**What is required:** Retype all entries exactly, skipping pictures.

Source records:

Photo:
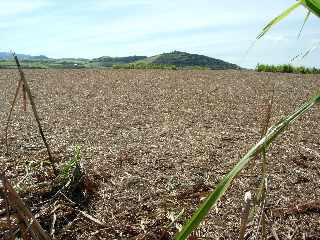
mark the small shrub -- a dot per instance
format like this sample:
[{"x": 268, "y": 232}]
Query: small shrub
[{"x": 286, "y": 68}]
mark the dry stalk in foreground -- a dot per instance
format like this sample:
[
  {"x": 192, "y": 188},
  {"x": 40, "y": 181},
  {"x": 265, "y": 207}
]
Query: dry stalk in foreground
[
  {"x": 27, "y": 91},
  {"x": 28, "y": 225}
]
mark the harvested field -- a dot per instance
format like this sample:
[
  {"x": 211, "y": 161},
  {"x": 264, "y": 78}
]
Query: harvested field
[{"x": 155, "y": 142}]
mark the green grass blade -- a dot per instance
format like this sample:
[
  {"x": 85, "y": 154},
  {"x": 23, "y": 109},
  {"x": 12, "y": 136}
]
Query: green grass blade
[
  {"x": 279, "y": 18},
  {"x": 222, "y": 187},
  {"x": 313, "y": 6},
  {"x": 304, "y": 23}
]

**Solution for this problem:**
Photo:
mark the small shrub -- a dot per instance
format like this sample:
[{"x": 268, "y": 232}]
Query: small shrub
[{"x": 286, "y": 68}]
mark the dry stalk in foreground -- a dot per instance
format like this sample:
[
  {"x": 192, "y": 188},
  {"x": 40, "y": 181},
  {"x": 265, "y": 207}
]
Query: dry stalk in foreground
[
  {"x": 27, "y": 91},
  {"x": 28, "y": 225}
]
mark the harvested field -- a dot per instance
format like this sample:
[
  {"x": 211, "y": 161},
  {"x": 264, "y": 78}
]
Query: harvested field
[{"x": 155, "y": 142}]
mark the green grass blade -- a dot per instance
format like this sample:
[
  {"x": 85, "y": 154},
  {"x": 23, "y": 109},
  {"x": 12, "y": 136}
]
Query: green grass blade
[
  {"x": 279, "y": 18},
  {"x": 222, "y": 187},
  {"x": 313, "y": 6},
  {"x": 304, "y": 23}
]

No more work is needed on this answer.